***** EXTRAIT DU DOCUMENT

Et ce train électrique, beaucoup trop cher, que je voulais tellement. Il m’en a acheté un avec une clef qu’on remonte et m’a dit que si je l’avais encore l’année suivante j’en aurais un « vrai ». Bien sûr, l’année suivante, mon train à ressort était brisé, surtout qu’on jouait avec dans le carré de sable.

Pour en revenir au magasin de mon grand-père, il y avait à l’arrière, un salon de barbier où mon père a appris à couper les cheveux ou devrais-je dire à les raser, comme c’était la mode à l’époque. Je me souviens de ces vieux messieurs et je me demande si ça existe de jeunes barbiers, il me semble que tous ceux que j’ai connus avaient un âge plus que vénérable.

Malheureusement, se faire couper les cheveux par mon père était une horreur : on ne penchait jamais assez la tête, on ne la tournait jamais du bon côté, on bougeait trop. On aurait bien aimé que nos cheveux poussent moins vite, car les tontes revenaient trop rapidement à cette époque.

Comme moi, il ne pleurait jamais, sauf, tenez vous bien, en regardant Caliméro. Ce poussin noir avec sa coquille brisée sur la tête, rejeté de ses frères et sœurs parce qu’il était différent, savait toucher le cœur de cet homme. Et quand le petit disait : « C’est vraiment trop inzuste » mon père ouvrait les fontaines, il tournait sa chaise vers la fenêtre pour ne pas qu’on le voit pleurer. Mon jeune frère dit souvent qu’on aurait pu se faire arracher un bras, il n’aurait pas bronché mais ce pauvre Caliméro…


Pour vous montrer que la pomme n’est pas tombée loin de l’arbre, je me souviens que lors d’un voyage en vélo, j’ai trouvé une copie de « Bouillons de poulet » dans les toilettes d’un B&B et que je me suis mis à lire cette histoire d’un type dont le père est mourant. Ça se termine avec le père qui danse soutenu par son fils et je me suis mis à pleurer, comme je pleure en l’écrivant en ce moment et je me demande pourquoi ces histoires factices me touchent ou nous touchent plus que la réalité. Quand j’écris sur mon père, rien, de glace, mon cœur.

**********

## CONSIGNE:
Veuillez renvoyer sans changement le passage de l'extrait du document situé entre « Malheureusement, se faire » et « à cette époque. », ces deux bornes comprises.

***** DONNÉES DISPONIBLES

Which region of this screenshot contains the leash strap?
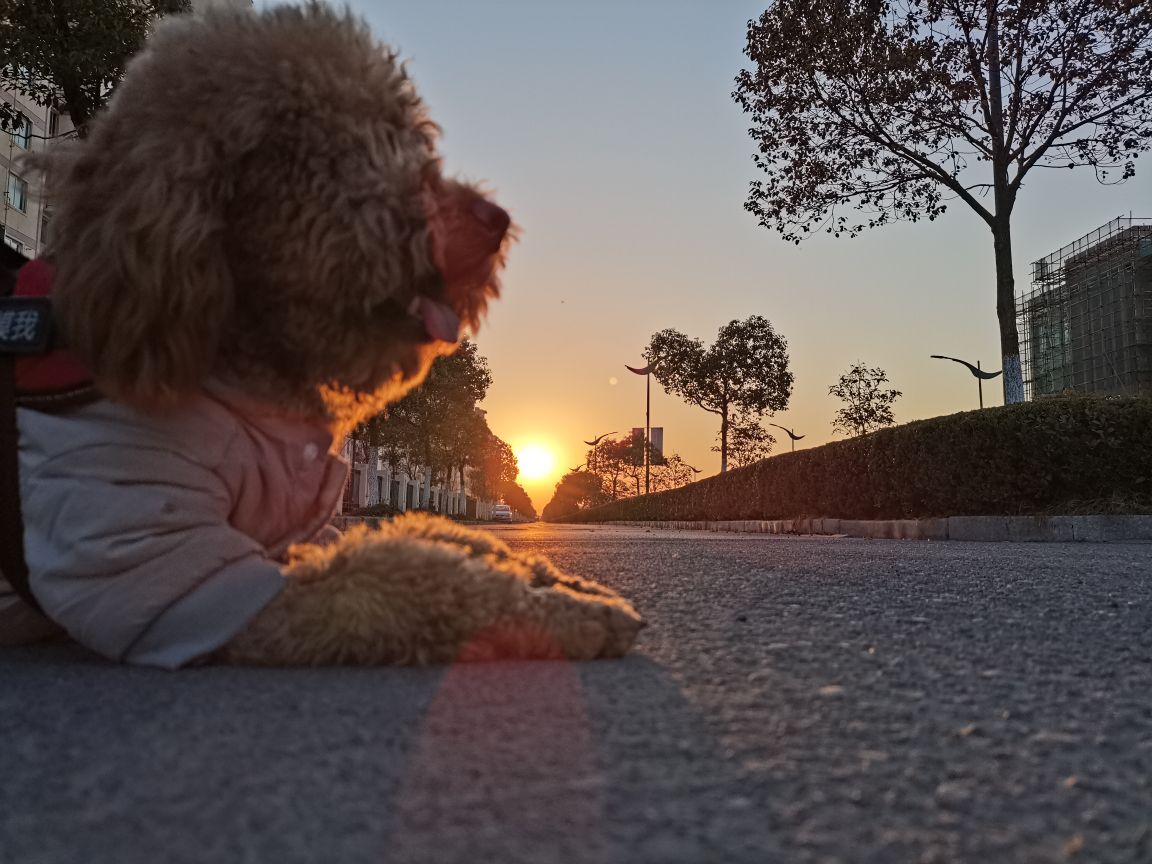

**********

## CORRIGÉ:
Malheureusement, se faire couper les cheveux par mon père était une horreur : on ne penchait jamais assez la tête, on ne la tournait jamais du bon côté, on bougeait trop. On aurait bien aimé que nos cheveux poussent moins vite, car les tontes revenaient trop rapidement à cette époque.